-------- RECORDS FOR THE EXERCISE --------

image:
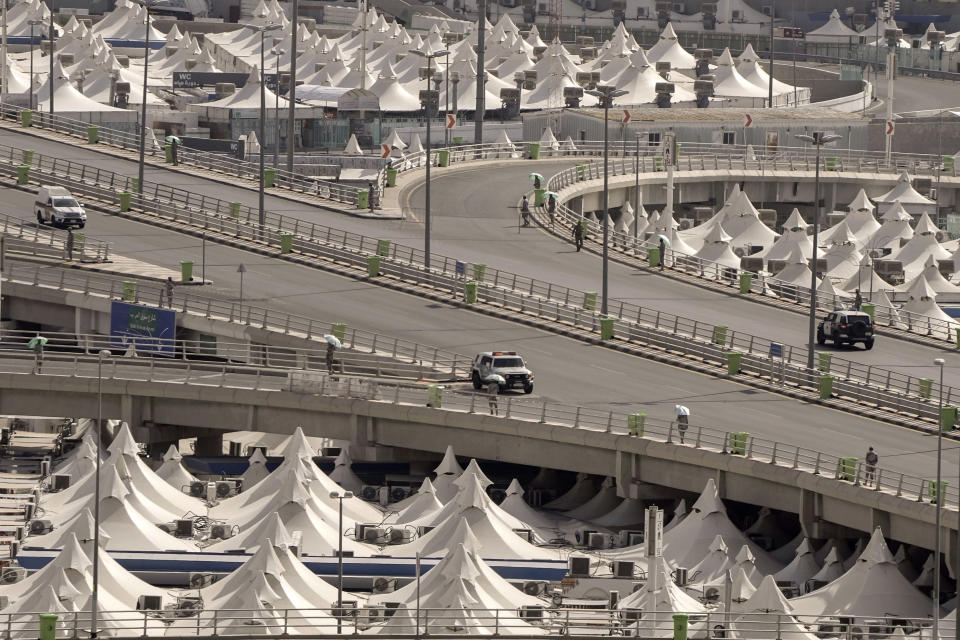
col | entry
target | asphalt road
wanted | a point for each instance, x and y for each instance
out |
(567, 371)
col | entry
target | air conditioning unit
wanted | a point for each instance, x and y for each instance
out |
(198, 489)
(183, 528)
(680, 576)
(715, 593)
(374, 535)
(10, 575)
(400, 536)
(40, 527)
(578, 566)
(534, 587)
(581, 535)
(597, 541)
(399, 492)
(221, 531)
(531, 612)
(226, 488)
(526, 534)
(384, 585)
(630, 538)
(149, 603)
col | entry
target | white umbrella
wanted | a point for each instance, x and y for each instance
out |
(332, 340)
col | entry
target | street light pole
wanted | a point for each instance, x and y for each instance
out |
(818, 139)
(427, 107)
(276, 108)
(94, 596)
(940, 498)
(340, 497)
(147, 5)
(606, 94)
(261, 217)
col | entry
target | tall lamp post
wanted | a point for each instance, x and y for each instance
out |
(94, 601)
(818, 139)
(147, 5)
(606, 94)
(33, 37)
(262, 29)
(340, 497)
(428, 98)
(277, 51)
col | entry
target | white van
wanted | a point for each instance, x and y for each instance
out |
(57, 206)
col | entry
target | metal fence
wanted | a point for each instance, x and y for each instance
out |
(221, 163)
(697, 436)
(423, 360)
(545, 300)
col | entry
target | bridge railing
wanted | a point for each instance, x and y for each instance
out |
(220, 163)
(422, 358)
(842, 467)
(190, 618)
(511, 290)
(760, 283)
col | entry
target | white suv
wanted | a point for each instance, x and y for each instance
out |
(505, 368)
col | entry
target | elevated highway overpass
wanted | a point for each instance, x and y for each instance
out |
(157, 400)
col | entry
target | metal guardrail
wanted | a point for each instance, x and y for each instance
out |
(347, 361)
(527, 623)
(547, 300)
(697, 436)
(761, 283)
(215, 162)
(421, 358)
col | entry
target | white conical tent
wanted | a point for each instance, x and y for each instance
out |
(685, 544)
(872, 587)
(803, 566)
(172, 469)
(833, 31)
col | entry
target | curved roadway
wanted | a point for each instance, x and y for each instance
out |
(473, 221)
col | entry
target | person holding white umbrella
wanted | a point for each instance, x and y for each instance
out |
(683, 420)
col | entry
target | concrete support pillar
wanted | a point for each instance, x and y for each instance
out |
(211, 445)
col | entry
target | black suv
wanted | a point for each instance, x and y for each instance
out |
(846, 327)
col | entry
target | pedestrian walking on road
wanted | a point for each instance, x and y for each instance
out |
(330, 350)
(871, 460)
(493, 390)
(683, 421)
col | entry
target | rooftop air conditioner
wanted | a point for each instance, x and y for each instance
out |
(149, 603)
(622, 569)
(40, 527)
(534, 587)
(578, 566)
(400, 536)
(526, 534)
(384, 585)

--------

**WRITTEN REQUEST:** Copy the listing over exactly, skipping the pictures it holds.

**TASK RESULT:**
image:
col | entry
target | asphalt road
wanted | a point for each instance, x and y for each instance
out |
(567, 371)
col | entry
target | air conditioning unit
wanted | a point for each instance, x and y for each instance
out |
(198, 489)
(183, 528)
(680, 576)
(715, 593)
(374, 535)
(10, 575)
(400, 536)
(40, 527)
(578, 566)
(534, 587)
(581, 535)
(597, 541)
(399, 492)
(221, 531)
(531, 612)
(226, 488)
(526, 534)
(384, 585)
(630, 538)
(149, 603)
col | entry
target | white umbrella
wanted | a point for each instance, x and y for each instance
out |
(332, 340)
col | entry
target | street light pole
wanted | a point for each instance, x and y for each instance
out |
(818, 139)
(427, 107)
(276, 108)
(94, 596)
(940, 498)
(340, 497)
(147, 5)
(606, 94)
(261, 217)
col | entry
target | tall lamp post
wanted | a point for each instance, x and y for each instance
out |
(94, 601)
(818, 139)
(147, 5)
(606, 94)
(33, 37)
(262, 29)
(340, 497)
(428, 98)
(277, 51)
col | entry
target | white van
wanted | a point for each instance, x and y for each instance
out |
(57, 206)
col | entry
target | metal fence
wanted | a point for each instance, x and y for each instance
out |
(221, 163)
(697, 436)
(423, 360)
(545, 300)
col | entry
target | bridge railing
wanted | a point for each instance, x and y for each instance
out |
(220, 163)
(422, 358)
(842, 467)
(190, 618)
(511, 290)
(760, 283)
col | entry
target | white suv
wanted | a point for each instance, x and y for each instance
out |
(505, 368)
col | entry
target | elevated highway overpass
wanted | a point for each instance, x and y for each instance
out |
(157, 400)
col | entry
target | metal guardrail
wanted | a point for each instance, x and y for each instance
out |
(347, 361)
(527, 623)
(547, 300)
(697, 436)
(761, 283)
(215, 162)
(421, 358)
col | entry
target | white conical tent
wanted | a point for each instance, x and y for each instance
out |
(685, 544)
(872, 587)
(803, 566)
(172, 469)
(833, 31)
col | entry
target | curved roadway
wanted | a point for each instance, x and y for each instance
out |
(473, 221)
col | entry
target | person holding white umbrella
wanted | a point for each instance, x and y for each instance
out |
(683, 420)
col | entry
target | concrete support pillar
wanted | a point for each instance, x and y for each instance
out |
(211, 445)
col | entry
target | black suv
wanted | a point for each instance, x and y for each instance
out |
(846, 327)
col | entry
target | pedestrian walking on road
wanted | a point for each instance, x and y for each instance
out |
(330, 350)
(871, 460)
(493, 390)
(683, 421)
col | entry
target | rooftop air conditioner
wanted | a point for each instance, x and y for each instance
out |
(149, 603)
(622, 569)
(40, 527)
(534, 587)
(578, 566)
(400, 536)
(526, 534)
(384, 585)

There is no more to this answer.